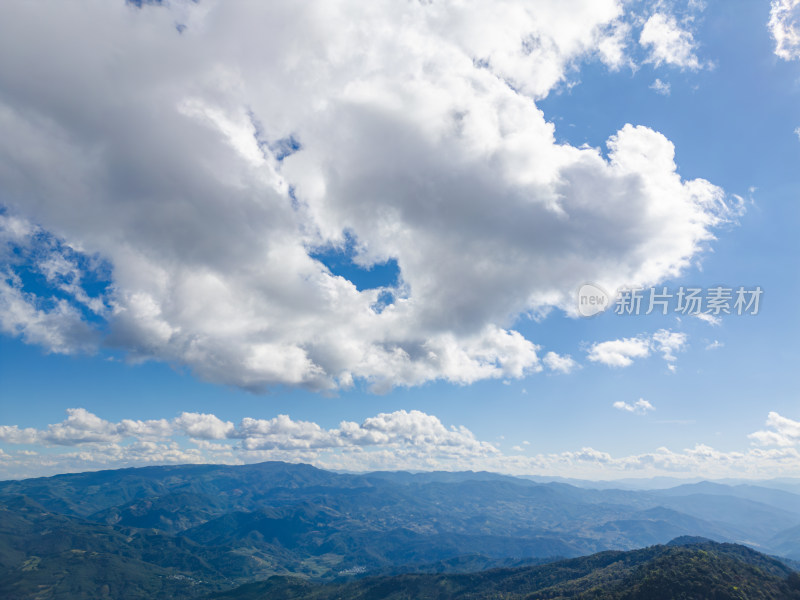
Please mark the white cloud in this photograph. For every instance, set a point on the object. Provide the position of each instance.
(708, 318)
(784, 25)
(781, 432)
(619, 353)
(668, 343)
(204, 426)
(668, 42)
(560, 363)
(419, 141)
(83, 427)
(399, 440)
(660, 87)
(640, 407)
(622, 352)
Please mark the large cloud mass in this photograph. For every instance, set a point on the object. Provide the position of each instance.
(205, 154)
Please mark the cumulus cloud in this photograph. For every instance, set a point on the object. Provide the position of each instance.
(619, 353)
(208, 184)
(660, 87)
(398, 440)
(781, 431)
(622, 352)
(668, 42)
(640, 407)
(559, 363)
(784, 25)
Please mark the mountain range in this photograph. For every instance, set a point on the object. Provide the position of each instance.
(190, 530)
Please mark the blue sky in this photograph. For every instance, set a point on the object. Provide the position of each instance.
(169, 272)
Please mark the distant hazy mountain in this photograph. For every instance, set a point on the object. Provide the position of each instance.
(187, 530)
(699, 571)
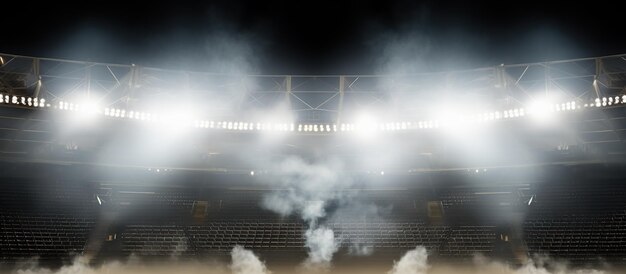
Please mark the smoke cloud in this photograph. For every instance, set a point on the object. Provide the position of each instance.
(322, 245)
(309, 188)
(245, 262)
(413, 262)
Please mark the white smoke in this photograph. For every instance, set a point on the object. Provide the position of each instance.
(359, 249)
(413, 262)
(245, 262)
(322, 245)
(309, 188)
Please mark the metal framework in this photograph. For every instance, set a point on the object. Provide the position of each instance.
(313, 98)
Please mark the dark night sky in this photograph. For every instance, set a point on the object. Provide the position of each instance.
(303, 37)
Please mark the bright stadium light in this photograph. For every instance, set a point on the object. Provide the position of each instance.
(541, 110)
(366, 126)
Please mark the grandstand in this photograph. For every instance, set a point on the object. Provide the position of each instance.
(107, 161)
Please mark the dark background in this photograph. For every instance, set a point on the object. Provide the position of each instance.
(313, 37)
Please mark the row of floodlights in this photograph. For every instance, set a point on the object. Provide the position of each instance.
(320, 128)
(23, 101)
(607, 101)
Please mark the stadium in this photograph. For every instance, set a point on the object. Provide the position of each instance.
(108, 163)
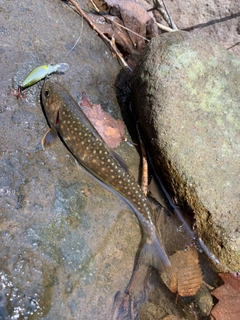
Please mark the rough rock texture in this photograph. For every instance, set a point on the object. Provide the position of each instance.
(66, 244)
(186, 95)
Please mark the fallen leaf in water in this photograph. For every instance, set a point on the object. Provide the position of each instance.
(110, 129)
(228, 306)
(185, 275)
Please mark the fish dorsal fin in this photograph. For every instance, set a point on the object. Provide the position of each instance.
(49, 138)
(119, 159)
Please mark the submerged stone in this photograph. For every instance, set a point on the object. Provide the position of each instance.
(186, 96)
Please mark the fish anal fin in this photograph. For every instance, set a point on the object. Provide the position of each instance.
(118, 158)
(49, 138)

**********

● **Written problem**
Copy only this span: the line that contains "Please mark the rough", the last line, and every line between them.

● **Exercise output**
Please mark the rough rock texture in this photograph. For every instance, set a point on the object. Provide the position of each instance.
(66, 244)
(186, 95)
Please mark the fallen leaf in water in this photograph. For every instance, set a point on the object. Provide the position of each instance.
(110, 129)
(228, 306)
(185, 275)
Please mark the fish dorsal fin in this photograph. For every instance, set a point on the object. Provide the position of each instance.
(49, 138)
(119, 159)
Please mark the submerged stone in this photograph. For every instance, set a point on the object. Provide the position of each instance.
(186, 96)
Please mark the fish anal fin in this photograph. For every instance, set a point on the object. Provide the position of each instance.
(118, 158)
(49, 138)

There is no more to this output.